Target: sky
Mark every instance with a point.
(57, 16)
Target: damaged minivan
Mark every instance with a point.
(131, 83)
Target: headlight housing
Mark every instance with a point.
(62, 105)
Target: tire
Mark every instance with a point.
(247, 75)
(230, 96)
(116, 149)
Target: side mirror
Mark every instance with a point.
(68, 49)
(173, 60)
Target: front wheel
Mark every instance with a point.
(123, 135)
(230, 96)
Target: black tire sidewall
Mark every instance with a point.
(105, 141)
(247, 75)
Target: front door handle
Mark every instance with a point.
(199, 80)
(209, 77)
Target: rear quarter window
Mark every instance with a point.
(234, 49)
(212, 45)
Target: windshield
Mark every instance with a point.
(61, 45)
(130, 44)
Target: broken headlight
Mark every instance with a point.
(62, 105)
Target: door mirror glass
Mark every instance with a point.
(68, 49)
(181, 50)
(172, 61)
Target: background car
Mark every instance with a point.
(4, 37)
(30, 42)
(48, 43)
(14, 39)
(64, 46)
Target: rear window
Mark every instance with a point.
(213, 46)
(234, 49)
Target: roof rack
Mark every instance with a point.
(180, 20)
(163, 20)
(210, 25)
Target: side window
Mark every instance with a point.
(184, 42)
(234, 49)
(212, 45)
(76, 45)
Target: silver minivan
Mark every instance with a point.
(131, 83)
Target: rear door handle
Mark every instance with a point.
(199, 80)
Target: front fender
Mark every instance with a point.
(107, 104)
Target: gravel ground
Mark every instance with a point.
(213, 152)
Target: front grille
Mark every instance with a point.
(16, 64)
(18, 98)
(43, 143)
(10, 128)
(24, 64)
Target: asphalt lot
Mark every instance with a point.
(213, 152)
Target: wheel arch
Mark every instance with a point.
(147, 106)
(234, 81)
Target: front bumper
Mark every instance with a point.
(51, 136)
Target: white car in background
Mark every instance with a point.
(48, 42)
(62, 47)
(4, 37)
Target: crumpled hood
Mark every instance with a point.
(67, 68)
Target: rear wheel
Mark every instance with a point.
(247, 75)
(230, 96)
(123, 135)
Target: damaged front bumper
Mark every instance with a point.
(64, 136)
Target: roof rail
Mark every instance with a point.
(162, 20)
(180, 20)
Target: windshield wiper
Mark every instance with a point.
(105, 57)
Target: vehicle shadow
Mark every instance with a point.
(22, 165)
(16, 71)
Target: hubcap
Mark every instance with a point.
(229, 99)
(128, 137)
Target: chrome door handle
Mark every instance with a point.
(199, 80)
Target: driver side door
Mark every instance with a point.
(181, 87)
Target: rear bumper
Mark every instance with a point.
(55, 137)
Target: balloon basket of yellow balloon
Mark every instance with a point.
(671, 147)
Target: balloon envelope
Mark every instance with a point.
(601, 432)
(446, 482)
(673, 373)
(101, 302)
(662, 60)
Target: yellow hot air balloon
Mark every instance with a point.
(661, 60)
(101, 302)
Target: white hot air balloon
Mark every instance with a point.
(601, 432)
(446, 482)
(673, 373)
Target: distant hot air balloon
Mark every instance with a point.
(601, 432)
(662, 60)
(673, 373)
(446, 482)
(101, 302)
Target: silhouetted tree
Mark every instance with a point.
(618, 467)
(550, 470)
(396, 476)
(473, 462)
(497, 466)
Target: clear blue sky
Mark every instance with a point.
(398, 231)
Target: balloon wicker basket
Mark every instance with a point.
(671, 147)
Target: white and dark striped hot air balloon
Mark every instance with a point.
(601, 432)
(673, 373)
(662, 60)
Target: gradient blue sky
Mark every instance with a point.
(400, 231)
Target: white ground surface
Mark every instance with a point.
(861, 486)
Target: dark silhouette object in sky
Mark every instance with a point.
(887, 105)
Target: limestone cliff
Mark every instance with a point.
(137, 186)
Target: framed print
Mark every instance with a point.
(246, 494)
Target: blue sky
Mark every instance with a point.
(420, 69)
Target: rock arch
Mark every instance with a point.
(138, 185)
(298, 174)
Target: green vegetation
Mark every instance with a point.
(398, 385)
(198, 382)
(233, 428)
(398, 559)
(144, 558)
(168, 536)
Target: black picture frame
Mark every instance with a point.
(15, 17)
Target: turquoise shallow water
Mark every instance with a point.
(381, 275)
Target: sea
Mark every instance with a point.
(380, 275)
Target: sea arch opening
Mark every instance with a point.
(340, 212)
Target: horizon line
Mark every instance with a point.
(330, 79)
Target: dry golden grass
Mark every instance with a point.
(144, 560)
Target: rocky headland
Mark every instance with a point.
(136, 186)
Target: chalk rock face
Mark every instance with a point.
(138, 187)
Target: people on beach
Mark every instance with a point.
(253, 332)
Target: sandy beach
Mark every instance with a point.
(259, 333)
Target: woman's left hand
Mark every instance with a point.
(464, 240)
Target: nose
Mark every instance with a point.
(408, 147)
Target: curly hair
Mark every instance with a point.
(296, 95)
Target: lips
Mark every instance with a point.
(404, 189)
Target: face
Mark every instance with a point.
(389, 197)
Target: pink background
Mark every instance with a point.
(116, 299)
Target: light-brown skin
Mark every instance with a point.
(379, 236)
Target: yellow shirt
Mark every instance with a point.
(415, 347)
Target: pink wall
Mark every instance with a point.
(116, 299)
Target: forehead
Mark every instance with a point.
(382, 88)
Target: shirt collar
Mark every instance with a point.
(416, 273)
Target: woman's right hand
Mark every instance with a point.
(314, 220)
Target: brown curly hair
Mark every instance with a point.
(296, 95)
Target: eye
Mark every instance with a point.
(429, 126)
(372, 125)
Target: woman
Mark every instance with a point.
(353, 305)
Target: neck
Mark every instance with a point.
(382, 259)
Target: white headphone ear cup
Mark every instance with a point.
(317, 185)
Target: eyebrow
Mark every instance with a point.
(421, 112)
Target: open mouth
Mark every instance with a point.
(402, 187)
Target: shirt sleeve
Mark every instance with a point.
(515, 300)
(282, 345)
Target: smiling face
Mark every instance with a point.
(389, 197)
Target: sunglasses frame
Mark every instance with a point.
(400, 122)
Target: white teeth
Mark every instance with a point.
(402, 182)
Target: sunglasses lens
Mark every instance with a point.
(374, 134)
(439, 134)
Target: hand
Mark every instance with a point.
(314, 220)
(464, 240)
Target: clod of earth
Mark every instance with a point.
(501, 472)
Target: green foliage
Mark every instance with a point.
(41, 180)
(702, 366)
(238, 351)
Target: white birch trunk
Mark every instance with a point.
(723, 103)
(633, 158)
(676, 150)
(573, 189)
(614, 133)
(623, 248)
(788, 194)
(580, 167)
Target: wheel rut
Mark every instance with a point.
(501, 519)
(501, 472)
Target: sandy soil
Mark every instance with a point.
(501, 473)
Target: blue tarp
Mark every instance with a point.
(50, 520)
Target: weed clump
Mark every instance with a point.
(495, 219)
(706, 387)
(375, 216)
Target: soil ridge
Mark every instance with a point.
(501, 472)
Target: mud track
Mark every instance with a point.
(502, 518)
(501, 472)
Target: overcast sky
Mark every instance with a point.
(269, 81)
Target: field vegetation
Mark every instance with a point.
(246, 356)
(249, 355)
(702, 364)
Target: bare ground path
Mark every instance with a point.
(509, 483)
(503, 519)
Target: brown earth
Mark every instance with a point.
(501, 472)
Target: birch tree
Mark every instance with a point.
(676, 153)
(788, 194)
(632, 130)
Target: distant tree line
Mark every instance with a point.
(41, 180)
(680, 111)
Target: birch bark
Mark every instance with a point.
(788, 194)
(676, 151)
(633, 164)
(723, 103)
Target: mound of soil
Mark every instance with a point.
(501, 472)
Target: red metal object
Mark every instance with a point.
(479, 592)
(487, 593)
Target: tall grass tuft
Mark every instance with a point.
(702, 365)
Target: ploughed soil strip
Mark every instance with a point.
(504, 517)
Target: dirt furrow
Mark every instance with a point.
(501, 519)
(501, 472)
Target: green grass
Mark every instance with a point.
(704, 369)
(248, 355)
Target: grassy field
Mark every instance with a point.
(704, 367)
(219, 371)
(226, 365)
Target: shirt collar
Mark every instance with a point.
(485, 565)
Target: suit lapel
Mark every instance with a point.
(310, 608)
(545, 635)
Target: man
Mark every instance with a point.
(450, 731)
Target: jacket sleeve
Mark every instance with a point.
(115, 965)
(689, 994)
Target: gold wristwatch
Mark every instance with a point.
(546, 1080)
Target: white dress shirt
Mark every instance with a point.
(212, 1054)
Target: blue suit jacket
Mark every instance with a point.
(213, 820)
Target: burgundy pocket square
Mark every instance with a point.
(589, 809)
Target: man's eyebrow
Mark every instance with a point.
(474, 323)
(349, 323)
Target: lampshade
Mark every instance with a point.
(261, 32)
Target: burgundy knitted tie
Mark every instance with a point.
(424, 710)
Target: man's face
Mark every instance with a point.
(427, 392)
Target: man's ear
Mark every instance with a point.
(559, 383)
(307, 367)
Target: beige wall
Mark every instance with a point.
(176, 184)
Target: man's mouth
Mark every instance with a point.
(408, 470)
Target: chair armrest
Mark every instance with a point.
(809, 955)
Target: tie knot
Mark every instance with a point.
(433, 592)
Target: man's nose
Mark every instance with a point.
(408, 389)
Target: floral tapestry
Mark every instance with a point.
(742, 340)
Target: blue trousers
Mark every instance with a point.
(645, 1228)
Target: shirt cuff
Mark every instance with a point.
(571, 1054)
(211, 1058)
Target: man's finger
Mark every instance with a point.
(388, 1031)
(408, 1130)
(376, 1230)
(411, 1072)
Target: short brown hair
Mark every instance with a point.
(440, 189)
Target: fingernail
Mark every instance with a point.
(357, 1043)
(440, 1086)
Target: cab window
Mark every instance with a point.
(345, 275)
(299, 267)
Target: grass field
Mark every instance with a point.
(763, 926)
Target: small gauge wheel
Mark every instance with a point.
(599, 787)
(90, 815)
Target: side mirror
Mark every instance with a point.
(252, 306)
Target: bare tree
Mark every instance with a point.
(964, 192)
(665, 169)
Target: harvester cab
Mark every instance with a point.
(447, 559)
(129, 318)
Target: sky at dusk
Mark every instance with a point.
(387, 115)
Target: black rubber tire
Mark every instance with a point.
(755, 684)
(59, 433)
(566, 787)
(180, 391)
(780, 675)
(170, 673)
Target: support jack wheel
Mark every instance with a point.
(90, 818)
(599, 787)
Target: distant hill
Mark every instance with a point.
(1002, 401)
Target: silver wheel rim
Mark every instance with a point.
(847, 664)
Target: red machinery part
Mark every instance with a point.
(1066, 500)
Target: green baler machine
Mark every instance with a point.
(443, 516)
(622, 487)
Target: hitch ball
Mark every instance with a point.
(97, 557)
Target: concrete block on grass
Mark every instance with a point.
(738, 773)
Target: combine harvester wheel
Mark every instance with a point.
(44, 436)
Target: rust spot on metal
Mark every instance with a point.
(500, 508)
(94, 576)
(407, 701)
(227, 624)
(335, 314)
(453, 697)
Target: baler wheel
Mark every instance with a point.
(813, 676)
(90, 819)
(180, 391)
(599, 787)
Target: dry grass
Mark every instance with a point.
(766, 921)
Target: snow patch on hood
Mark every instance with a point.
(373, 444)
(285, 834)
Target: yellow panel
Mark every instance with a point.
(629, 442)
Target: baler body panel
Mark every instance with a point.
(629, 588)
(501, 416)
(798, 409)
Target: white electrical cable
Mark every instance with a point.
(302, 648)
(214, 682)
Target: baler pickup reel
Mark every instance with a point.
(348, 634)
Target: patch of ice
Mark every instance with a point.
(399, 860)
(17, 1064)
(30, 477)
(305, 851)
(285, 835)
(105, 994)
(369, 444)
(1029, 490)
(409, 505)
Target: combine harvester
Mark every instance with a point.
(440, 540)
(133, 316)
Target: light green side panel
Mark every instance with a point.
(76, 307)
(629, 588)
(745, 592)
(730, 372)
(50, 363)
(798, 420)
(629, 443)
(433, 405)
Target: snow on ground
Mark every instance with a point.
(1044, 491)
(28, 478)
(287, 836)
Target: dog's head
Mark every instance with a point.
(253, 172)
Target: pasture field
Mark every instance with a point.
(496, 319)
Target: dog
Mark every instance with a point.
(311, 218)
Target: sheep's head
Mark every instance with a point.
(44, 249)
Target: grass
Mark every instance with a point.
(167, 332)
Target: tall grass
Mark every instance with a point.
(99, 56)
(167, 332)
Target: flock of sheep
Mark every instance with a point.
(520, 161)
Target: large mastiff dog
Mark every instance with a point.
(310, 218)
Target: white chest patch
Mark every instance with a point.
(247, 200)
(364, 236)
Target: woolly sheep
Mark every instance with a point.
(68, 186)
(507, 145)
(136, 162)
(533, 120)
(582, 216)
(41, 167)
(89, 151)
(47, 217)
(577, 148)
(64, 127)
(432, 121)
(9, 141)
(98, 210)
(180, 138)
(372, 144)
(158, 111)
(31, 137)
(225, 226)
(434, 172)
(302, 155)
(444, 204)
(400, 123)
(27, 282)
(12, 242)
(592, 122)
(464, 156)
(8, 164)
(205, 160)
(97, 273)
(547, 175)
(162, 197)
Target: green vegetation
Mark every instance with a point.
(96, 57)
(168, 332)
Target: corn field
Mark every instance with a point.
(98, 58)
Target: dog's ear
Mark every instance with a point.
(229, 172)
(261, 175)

++++++++

**What is required**
Scan the records above line by line, counting those where the word "pink" appears, and give the count alone.

**Result**
2